**WORK REQUIRED**. Copy out the final stretch of the listing: the line that contains "the bag strap" and all lines after it, exactly as they appear.

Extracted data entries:
.....

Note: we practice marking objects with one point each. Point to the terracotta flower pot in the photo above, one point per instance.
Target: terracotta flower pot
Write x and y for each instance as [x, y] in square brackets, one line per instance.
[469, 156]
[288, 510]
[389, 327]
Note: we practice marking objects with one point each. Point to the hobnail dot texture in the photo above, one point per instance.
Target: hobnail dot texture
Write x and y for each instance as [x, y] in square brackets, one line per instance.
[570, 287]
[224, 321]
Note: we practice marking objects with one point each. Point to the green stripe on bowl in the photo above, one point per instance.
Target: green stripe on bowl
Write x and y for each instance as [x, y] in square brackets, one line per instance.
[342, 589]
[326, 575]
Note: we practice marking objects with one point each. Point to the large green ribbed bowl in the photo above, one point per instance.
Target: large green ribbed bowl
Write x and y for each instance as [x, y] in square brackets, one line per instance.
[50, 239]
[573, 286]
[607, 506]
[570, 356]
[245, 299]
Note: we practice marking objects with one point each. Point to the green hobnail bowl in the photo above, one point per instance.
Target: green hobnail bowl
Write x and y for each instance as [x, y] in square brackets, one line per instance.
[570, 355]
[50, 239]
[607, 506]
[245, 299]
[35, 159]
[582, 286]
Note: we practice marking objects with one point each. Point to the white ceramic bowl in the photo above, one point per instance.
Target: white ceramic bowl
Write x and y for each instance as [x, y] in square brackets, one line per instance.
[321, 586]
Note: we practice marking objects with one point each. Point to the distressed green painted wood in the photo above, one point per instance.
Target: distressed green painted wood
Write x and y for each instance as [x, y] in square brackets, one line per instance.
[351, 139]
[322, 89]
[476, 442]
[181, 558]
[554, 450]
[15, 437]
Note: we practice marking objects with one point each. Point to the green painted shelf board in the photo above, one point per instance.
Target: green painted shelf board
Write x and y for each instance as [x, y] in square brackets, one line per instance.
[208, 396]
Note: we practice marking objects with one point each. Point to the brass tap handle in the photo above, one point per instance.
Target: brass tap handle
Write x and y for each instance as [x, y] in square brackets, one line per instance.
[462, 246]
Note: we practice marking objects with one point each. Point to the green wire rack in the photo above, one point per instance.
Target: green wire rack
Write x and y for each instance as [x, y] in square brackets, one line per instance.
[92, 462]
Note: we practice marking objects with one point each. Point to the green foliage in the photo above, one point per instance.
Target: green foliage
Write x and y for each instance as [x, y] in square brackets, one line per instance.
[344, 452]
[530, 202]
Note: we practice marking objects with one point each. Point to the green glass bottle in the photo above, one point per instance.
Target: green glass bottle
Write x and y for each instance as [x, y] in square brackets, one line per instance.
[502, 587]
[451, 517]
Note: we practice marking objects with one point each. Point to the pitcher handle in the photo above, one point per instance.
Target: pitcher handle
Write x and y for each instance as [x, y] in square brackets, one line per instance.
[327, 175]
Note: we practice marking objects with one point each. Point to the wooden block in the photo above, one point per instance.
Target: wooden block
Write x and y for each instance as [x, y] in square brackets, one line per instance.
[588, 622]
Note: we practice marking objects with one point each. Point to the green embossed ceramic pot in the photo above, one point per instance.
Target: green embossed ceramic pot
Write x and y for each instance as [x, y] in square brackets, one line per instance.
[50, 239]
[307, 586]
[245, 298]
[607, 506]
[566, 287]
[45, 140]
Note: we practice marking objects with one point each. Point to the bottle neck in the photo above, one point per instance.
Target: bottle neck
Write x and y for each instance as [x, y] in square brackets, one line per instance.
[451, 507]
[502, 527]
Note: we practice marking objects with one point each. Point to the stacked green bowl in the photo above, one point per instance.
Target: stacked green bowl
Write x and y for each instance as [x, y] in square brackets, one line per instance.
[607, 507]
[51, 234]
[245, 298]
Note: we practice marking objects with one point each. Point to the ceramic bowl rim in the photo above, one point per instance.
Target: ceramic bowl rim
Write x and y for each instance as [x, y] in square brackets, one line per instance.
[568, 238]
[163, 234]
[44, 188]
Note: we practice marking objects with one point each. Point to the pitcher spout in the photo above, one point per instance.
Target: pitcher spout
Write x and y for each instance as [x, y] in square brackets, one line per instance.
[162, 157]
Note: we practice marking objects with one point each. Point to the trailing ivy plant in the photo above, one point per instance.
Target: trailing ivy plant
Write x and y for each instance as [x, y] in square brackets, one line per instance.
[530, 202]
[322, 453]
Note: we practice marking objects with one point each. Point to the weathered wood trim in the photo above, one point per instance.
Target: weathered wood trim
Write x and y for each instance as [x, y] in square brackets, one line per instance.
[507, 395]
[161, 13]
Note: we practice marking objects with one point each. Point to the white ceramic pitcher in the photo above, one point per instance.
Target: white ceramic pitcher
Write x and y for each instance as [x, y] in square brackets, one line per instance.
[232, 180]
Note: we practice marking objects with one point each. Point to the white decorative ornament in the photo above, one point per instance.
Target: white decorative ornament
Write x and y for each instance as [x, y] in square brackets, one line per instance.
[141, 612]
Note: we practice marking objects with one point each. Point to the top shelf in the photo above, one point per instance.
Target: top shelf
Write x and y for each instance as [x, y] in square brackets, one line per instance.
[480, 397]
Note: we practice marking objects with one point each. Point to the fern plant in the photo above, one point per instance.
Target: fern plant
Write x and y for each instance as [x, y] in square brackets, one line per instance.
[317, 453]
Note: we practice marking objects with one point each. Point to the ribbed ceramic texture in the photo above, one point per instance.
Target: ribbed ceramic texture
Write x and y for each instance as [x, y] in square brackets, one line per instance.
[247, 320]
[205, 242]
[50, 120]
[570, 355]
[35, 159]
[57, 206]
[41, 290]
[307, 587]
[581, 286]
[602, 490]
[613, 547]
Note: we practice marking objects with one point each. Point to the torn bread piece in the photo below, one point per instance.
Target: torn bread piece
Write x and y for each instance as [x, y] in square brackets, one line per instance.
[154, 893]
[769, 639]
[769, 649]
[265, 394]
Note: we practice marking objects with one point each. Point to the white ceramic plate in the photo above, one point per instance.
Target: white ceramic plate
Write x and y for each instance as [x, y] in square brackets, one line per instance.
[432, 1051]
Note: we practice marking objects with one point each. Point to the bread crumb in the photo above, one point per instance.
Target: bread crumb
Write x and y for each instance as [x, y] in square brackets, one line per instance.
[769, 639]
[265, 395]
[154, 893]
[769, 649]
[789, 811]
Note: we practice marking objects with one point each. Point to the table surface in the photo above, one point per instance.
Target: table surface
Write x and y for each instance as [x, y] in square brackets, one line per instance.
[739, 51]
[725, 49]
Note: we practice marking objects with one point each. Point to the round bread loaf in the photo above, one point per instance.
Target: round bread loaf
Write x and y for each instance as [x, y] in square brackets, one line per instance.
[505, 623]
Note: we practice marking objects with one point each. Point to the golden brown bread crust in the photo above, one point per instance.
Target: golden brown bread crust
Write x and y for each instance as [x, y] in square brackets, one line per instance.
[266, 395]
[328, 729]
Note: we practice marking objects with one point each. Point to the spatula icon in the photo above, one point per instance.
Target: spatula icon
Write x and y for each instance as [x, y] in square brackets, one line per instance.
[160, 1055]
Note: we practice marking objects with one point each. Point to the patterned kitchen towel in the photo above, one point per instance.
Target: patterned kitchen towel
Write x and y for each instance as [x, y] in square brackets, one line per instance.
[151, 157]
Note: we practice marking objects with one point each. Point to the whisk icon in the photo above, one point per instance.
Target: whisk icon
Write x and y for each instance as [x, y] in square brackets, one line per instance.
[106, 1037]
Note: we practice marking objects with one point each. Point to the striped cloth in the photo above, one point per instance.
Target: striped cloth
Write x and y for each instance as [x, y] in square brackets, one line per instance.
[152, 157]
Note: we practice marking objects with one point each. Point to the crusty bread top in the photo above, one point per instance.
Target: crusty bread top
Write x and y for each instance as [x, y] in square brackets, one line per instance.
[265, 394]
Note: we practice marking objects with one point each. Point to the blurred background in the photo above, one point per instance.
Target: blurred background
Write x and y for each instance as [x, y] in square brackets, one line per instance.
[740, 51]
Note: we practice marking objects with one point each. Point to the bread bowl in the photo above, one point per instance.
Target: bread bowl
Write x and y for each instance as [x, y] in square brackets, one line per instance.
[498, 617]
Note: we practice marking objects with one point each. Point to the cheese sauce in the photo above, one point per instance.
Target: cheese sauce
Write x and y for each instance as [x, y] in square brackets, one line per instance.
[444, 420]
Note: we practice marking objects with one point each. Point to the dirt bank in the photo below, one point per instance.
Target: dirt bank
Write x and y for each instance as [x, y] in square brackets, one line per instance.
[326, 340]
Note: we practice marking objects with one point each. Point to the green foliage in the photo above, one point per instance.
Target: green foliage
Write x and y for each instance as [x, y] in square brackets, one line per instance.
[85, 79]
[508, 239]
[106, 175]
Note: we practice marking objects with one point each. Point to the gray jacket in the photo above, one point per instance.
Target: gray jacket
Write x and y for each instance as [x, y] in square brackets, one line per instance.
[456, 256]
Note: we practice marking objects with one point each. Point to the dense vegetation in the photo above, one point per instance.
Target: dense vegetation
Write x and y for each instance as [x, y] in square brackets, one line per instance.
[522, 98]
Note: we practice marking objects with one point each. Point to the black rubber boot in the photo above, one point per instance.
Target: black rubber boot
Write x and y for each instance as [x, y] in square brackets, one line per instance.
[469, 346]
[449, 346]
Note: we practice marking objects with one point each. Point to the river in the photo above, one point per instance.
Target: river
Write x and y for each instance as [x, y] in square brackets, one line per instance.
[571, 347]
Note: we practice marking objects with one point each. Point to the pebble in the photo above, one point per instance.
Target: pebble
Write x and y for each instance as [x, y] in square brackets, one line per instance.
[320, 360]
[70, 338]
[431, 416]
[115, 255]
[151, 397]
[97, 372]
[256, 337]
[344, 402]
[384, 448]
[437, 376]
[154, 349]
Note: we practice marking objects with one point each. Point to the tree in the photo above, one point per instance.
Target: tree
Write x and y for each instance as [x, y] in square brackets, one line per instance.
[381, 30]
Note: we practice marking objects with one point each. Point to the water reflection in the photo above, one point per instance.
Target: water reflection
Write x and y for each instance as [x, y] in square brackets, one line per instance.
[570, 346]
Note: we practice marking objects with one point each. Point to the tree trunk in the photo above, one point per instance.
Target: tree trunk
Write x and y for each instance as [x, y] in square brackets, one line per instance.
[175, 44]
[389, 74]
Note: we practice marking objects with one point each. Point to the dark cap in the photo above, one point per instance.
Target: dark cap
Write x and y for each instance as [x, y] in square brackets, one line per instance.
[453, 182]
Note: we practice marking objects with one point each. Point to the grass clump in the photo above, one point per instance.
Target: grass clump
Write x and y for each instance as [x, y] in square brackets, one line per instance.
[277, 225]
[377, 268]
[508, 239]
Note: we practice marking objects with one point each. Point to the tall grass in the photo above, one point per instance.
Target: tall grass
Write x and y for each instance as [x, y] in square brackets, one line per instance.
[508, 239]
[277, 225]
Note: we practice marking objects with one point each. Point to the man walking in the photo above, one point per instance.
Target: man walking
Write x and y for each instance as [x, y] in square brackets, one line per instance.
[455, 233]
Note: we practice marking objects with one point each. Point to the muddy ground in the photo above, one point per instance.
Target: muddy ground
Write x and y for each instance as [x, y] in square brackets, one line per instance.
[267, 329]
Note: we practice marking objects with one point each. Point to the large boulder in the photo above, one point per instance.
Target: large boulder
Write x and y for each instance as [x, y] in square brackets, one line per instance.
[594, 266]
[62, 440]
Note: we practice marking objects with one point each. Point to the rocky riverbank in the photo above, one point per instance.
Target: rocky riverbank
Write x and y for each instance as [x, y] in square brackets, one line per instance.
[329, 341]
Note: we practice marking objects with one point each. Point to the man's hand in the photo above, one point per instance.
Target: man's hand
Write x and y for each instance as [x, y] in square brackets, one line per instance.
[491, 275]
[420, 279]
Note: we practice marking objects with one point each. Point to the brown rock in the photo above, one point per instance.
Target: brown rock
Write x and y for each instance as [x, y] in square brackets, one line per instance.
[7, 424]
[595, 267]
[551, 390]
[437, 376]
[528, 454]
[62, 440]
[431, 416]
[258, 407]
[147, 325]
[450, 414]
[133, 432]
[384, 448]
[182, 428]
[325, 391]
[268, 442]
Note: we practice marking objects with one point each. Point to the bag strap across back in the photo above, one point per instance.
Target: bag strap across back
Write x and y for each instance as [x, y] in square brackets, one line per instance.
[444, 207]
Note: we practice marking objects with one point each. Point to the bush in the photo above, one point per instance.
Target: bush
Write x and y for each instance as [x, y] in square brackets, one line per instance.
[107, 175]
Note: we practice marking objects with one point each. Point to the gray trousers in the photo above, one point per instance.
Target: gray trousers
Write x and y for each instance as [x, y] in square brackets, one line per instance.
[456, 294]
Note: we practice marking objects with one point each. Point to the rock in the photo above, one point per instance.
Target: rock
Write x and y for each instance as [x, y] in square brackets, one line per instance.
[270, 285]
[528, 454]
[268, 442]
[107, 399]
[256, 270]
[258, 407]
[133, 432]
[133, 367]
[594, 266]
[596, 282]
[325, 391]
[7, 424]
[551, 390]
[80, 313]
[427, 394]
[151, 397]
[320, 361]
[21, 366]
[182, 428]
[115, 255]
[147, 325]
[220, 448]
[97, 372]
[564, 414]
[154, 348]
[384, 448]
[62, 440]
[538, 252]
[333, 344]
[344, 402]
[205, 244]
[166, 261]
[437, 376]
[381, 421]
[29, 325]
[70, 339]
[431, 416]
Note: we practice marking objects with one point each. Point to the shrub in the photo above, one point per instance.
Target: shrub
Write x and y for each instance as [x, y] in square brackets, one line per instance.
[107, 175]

.....

**SOLVED PROBLEM**.
Note: we practice marking objects with one point each. Point to the bag strap across back in the photo above, one point per instance.
Target: bag strap across back
Write x and y for each instance as [x, y] in square brackets, one line per instance.
[444, 207]
Note: we practice marking objects with one point each. Point to the bush in the photo above, one point per instance.
Target: bush
Write x and y for each instance as [x, y] in square brackets, one line per instance.
[107, 175]
Note: we practice marking objects with one point each. Point to the gray trousers in the photo above, one point per instance.
Target: gray trousers
Write x and y for each instance as [x, y] in square brackets, one line per instance.
[456, 294]
Note: we practice marking objects with one point each. Point to the rock in the photo above, one point per instance.
Target: rock
Write x and y for each instance as [x, y] in square brackets, one line per instance.
[270, 285]
[528, 454]
[268, 442]
[107, 399]
[256, 270]
[258, 407]
[133, 432]
[133, 367]
[594, 266]
[596, 282]
[325, 391]
[7, 424]
[551, 390]
[80, 313]
[427, 394]
[151, 397]
[320, 361]
[21, 366]
[182, 428]
[115, 255]
[147, 325]
[220, 448]
[97, 372]
[564, 414]
[154, 348]
[384, 448]
[62, 440]
[538, 252]
[333, 344]
[344, 402]
[205, 244]
[166, 261]
[437, 376]
[381, 421]
[29, 325]
[70, 339]
[431, 416]
Note: we practice marking objects with one point each. Point to the shrub in the photo above, one point per instance.
Target: shrub
Write x and y for each instance as [x, y] in square brackets, one line per instance.
[107, 175]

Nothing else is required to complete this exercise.